**SOURCE DOCUMENT**:
Freeman learning new Bucs offense

Josh Freeman walked off the practice field, drenched in sweat

and smiling.

Tampa Bay’s young quarterback is excited about the new offense

the Buccaneers are installing and confident the team has the talent

to run it effectively.

The fourth-year pro welcomes the addition of first-round draft

pick Doug Martin and All-Pro guard Carl Nicks to the running game.

And he appreciates what receiver Vincent Jackson and tight end

Dallas Clark could mean to a passing attack that sputtered during

last season’s 4-12 finish.

Freeman also feels good about the progress he’s made working

with the men first-year coach Greg Schiano hired to help the

24-year-old realize his potential, offensive coordinator Mike

Sullivan and quarterbacks coach Ron Turner.

”For sure, this offense is allowing a lot of guys to step up

and shine,” Freeman said during a three-day minicamp that

concluded Thursday.

The next time the Bucs convene will be for the start of training

camp in late July.

”In this month we have off … it’s going to be crucial that

guys stay in their playbooks, that guys get together and work on

their crafts because when we get back it’ll be full speed,”

Freeman said.

Tampa Bay concluded 2011 on a 10-game losing streak that led to

the firing of former coach Raheem Morris. In addition to yielding a

NFL-high 30.9 points per game and ranking 30th among 32 teams in

yards allowed, the Bucs had one of the league’s lowest scoring

offenses at just under 18 points per game.

Freeman’s production lagged, too, despite throwing for a

career-best 3,592 yards.

Location labeling records
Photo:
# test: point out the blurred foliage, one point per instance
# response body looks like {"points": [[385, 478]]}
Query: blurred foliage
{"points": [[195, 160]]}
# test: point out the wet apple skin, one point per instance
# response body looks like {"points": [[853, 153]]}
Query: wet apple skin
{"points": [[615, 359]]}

==

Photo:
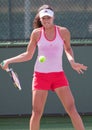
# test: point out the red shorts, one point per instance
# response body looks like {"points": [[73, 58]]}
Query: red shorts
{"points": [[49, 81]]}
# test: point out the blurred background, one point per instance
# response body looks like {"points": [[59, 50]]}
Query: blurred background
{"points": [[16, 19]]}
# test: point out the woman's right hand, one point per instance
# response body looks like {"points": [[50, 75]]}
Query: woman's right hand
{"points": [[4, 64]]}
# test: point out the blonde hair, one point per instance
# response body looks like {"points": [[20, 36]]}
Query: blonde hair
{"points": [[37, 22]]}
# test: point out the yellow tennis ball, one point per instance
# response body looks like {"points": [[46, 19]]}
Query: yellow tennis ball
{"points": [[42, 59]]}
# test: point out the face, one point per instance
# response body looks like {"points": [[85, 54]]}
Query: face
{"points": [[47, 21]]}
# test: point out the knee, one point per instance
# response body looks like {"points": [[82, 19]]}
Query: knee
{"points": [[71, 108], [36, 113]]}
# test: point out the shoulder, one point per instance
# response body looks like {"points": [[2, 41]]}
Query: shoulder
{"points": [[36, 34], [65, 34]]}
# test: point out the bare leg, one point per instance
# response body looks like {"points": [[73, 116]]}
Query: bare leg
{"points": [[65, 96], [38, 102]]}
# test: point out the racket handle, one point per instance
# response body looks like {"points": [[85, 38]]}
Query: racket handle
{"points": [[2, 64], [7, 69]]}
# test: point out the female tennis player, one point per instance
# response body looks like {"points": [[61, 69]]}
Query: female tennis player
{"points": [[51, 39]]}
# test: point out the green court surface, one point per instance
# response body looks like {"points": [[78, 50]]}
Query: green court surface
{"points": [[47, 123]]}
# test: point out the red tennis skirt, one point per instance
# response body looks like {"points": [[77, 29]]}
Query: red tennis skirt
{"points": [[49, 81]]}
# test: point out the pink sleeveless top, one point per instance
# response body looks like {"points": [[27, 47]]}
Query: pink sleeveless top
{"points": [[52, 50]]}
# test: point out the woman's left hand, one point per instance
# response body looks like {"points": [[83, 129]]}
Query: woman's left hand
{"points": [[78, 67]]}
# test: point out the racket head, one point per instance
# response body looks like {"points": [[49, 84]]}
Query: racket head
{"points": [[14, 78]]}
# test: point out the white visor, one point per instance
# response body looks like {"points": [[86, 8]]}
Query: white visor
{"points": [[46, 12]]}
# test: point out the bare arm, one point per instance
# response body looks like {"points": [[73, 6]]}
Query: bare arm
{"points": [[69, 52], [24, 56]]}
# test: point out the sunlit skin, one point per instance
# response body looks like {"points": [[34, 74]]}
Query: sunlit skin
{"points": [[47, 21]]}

* * *

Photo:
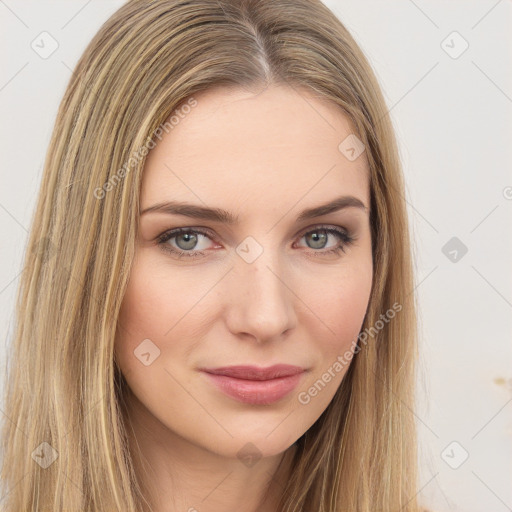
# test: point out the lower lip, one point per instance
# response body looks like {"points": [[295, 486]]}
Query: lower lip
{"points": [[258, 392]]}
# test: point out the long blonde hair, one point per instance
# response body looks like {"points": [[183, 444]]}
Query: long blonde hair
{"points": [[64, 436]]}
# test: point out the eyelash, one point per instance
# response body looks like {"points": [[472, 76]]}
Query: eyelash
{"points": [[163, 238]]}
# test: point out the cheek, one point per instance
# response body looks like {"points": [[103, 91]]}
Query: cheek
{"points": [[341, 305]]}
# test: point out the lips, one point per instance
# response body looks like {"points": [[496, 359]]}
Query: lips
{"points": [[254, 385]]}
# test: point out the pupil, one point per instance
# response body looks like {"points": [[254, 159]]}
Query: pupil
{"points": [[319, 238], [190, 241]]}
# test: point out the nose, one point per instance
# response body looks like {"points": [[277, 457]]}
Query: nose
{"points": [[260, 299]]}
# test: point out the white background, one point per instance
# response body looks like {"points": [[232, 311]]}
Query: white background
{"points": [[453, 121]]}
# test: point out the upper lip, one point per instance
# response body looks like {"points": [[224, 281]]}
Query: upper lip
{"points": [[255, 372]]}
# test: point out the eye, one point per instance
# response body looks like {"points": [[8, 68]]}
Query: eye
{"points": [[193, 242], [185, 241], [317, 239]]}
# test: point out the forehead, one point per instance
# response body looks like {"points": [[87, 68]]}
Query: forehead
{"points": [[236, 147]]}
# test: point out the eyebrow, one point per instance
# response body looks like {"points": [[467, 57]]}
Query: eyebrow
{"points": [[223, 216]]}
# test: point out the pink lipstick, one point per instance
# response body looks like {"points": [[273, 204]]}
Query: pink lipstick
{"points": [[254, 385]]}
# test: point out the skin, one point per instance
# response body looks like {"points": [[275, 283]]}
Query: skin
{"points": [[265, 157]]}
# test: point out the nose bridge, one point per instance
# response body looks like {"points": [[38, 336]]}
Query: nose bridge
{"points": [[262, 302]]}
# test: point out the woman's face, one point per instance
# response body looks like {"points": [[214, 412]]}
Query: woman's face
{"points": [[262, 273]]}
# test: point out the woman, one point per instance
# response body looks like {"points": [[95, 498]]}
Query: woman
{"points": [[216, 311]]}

**GIVEN PROBLEM 1**:
In the Freeman article, why does Freeman say it will be crucial for players to study their playbooks and work on their crafts during the month off? Answer in one to three sentences.
**GIVEN PROBLEM 2**:
Answer these questions using the Freeman article, one answer per line, marked the same way:
(a) How many days did the minicamp last?
(b) What was Tampa Bay's record last season?
(c) How many passing yards did Freeman throw for in 2011?
**GIVEN PROBLEM 3**:
Transcribe the passage of the Freeman article between "And he appreciates" and "coach Ron Turner.", inclusive.

**WORKED SOLUTION 1**:
Freeman says it is crucial because when the team gets back for training camp in late July, it will be full speed. The month off comes between the three-day minicamp and the start of that camp.

**WORKED SOLUTION 2**:
(a) Three days.
(b) 4-12.
(c) 3,592 yards, a career best.

**WORKED SOLUTION 3**:
And he appreciates what receiver Vincent Jackson and tight end

Dallas Clark could mean to a passing attack that sputtered during

last season’s 4-12 finish.

Freeman also feels good about the progress he’s made working

with the men first-year coach Greg Schiano hired to help the

24-year-old realize his potential, offensive coordinator Mike

Sullivan and quarterbacks coach Ron Turner.